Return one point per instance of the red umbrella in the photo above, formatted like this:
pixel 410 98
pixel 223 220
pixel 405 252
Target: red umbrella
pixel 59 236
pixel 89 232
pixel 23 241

※ ※ ※

> Set problem
Put every line of the records above into a JSON list of strings, with one string for each line and blank lines left out.

> Exercise output
[
  "Return one point per instance of the red umbrella in the photo above, formatted like this:",
  "pixel 410 98",
  "pixel 223 220",
  "pixel 405 252",
  "Target: red umbrella",
  "pixel 59 236",
  "pixel 89 232",
  "pixel 23 241"
]